→ Study questions:
(a) In the podcast transcript, how many one-on-one coaching spots does the host say are left?
(b) Rewrite the podcast transcript between "So sometimes we" and "less of a wife.", inclusive, swapping "business" for "career".

→ Selected excerpt:
########

And we are live. Welcome to the connected for real podcast. I am Rebbetzin Bat-Chen Grossman. And today we are going to be talking about really smart husbands. What if your husband is a genius? But before we start, I just want to tell you, this episode is brought to you by my one on one private mentorship.
I. Opened six spots for one on one coaching and I am now down to two spots left. Yay! So, if you are interested in getting coached for three months, really It’s intense, but it’s also not that time consuming. Okay? And the results are amazing because our goal is to get you to become the person that you’re being called to become and to do it in a win win situation where nobody else has to pay a price for you becoming who you need to be, right?
So sometimes we think, Oh, if I really lean into my business, or if I lean into my gift, or if I lean into this thing, that’s, you know, calling me, then someone else is going to have to pay a price. Maybe my kids are going to have less of. a mother, maybe my husband’s going to less have less of a wife.

########

→ Information supplied:
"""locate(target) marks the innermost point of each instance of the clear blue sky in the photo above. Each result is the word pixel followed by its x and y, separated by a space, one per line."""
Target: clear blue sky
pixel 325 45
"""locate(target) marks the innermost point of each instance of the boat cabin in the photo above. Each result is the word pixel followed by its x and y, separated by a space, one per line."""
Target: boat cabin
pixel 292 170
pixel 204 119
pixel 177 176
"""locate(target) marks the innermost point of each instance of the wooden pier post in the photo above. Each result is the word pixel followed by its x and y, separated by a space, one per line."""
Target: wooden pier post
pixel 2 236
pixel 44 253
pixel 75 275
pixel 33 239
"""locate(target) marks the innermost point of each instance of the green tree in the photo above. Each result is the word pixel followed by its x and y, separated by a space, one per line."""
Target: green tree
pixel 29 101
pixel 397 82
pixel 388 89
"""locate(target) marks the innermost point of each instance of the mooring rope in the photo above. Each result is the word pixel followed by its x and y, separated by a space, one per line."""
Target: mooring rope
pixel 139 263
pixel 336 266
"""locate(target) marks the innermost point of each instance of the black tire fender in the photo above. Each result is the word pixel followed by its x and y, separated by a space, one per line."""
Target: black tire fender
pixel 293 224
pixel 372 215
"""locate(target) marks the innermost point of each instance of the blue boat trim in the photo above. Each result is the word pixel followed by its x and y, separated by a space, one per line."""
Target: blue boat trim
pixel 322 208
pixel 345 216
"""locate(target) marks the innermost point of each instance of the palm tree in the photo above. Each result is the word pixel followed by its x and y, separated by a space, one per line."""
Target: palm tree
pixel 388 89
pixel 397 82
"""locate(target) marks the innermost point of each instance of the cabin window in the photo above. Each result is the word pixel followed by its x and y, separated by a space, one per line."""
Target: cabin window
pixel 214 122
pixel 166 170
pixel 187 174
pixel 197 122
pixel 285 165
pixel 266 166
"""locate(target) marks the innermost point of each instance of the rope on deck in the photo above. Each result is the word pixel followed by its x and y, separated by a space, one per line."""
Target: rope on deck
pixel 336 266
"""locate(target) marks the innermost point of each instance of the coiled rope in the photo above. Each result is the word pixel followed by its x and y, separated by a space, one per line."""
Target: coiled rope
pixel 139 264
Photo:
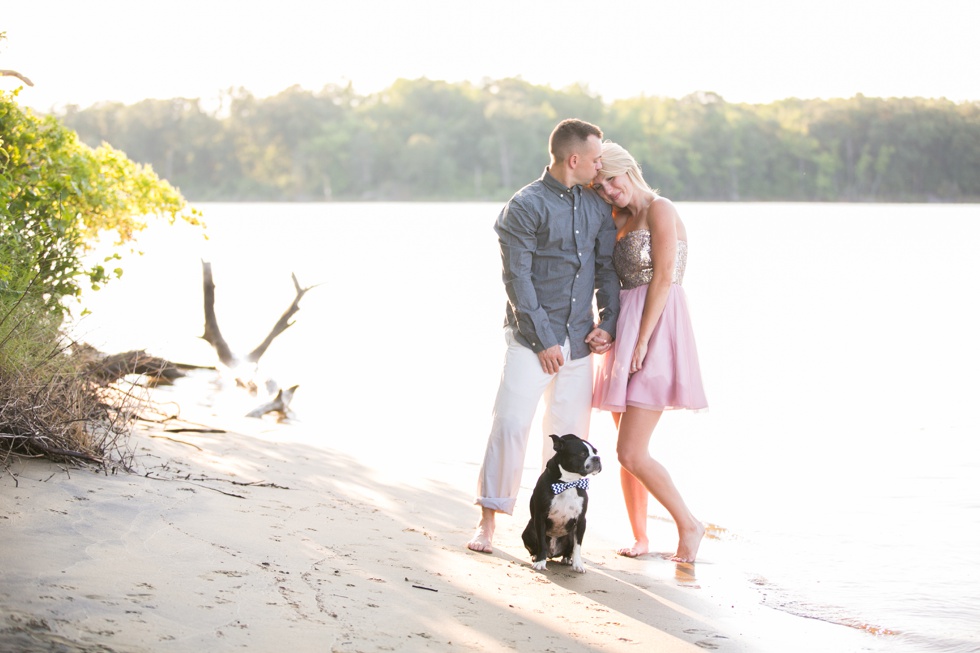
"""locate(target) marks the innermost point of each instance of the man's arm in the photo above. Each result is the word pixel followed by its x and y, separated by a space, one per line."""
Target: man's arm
pixel 516 231
pixel 606 281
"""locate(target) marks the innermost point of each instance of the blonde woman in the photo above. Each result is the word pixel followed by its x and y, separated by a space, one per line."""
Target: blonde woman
pixel 653 365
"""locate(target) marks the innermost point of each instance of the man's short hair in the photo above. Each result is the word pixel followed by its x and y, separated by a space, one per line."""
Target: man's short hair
pixel 570 133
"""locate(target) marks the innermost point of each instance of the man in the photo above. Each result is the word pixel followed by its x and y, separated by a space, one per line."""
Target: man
pixel 556 242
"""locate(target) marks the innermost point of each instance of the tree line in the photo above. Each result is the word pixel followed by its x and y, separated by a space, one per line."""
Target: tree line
pixel 433 140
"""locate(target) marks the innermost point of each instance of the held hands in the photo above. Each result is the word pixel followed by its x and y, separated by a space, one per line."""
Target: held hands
pixel 639 354
pixel 551 359
pixel 598 341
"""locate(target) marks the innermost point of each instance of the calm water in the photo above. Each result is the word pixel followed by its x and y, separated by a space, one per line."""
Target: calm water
pixel 842 448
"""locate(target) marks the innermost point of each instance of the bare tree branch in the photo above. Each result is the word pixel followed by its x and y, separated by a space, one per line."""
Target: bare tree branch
pixel 281 325
pixel 212 334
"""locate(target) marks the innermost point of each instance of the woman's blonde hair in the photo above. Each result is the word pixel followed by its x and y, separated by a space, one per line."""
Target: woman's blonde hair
pixel 617 161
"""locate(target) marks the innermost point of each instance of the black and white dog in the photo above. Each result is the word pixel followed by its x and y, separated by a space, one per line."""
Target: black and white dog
pixel 559 503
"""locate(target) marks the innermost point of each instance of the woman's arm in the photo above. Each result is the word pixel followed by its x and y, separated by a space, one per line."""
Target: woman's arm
pixel 661 220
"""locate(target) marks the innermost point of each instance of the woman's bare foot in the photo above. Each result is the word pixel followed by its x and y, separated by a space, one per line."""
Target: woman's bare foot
pixel 640 547
pixel 482 540
pixel 690 541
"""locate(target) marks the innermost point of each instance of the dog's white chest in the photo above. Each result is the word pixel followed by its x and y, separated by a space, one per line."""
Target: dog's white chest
pixel 564 508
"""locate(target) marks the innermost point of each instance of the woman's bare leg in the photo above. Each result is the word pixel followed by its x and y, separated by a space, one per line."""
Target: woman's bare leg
pixel 635 430
pixel 636 497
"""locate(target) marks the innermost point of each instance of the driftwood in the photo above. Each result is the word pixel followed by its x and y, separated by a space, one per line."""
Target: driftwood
pixel 212 335
pixel 107 368
pixel 14 73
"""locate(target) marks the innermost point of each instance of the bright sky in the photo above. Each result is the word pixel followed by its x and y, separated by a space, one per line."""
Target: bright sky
pixel 745 50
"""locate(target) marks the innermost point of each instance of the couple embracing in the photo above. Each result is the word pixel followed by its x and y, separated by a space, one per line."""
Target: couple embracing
pixel 591 227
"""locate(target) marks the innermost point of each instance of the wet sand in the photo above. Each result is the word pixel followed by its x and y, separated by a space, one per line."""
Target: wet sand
pixel 271 537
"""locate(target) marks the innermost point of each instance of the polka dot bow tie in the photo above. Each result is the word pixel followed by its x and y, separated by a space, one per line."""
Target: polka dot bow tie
pixel 558 488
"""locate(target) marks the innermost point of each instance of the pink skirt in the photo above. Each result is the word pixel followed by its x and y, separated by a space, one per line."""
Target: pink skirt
pixel 671 374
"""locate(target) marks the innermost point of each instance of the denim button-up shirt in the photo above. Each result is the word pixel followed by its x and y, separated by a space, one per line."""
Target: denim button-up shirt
pixel 556 247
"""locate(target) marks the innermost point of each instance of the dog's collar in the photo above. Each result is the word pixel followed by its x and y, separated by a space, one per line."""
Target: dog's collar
pixel 560 487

########

→ Results of the tasks:
(a) Two spots are left.

(b)
So sometimes we think, Oh, if I really lean into my career, or if I lean into my gift, or if I lean into this thing, that’s, you know, calling me, then someone else is going to have to pay a price. Maybe my kids are going to have less of. a mother, maybe my husband’s going to less have less of a wife.